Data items
══════════════════════════════

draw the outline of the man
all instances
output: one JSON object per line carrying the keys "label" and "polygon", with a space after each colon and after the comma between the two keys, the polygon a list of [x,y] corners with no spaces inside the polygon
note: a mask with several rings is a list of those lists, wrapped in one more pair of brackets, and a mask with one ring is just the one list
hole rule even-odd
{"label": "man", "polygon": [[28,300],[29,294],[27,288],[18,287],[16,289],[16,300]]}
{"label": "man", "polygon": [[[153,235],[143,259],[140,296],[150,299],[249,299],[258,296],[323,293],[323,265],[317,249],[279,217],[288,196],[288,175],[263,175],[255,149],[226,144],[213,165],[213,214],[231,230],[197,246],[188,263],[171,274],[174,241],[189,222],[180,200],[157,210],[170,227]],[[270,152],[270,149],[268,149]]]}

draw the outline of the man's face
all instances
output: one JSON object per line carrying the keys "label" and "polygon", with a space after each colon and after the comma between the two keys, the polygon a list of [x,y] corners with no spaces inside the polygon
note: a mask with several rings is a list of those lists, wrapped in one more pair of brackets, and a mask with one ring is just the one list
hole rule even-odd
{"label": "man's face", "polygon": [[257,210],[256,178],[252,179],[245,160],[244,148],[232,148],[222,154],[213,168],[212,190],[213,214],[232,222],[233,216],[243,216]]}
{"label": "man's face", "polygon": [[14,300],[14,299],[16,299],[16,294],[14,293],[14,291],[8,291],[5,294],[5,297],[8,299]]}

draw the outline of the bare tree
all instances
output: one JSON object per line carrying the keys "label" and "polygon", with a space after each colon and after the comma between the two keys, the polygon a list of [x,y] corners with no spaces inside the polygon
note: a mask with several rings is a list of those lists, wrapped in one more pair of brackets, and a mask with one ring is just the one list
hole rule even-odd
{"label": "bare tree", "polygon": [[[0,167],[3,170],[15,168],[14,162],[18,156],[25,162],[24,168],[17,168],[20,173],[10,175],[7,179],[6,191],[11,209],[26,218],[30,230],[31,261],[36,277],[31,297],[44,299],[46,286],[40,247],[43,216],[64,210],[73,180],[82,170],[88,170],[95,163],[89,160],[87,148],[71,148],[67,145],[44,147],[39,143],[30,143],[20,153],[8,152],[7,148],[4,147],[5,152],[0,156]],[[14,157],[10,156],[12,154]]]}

══════════════════════════════

Work request
For the string "draw", give the number of lines in the entries that contain it, with no other words.

Answer space
3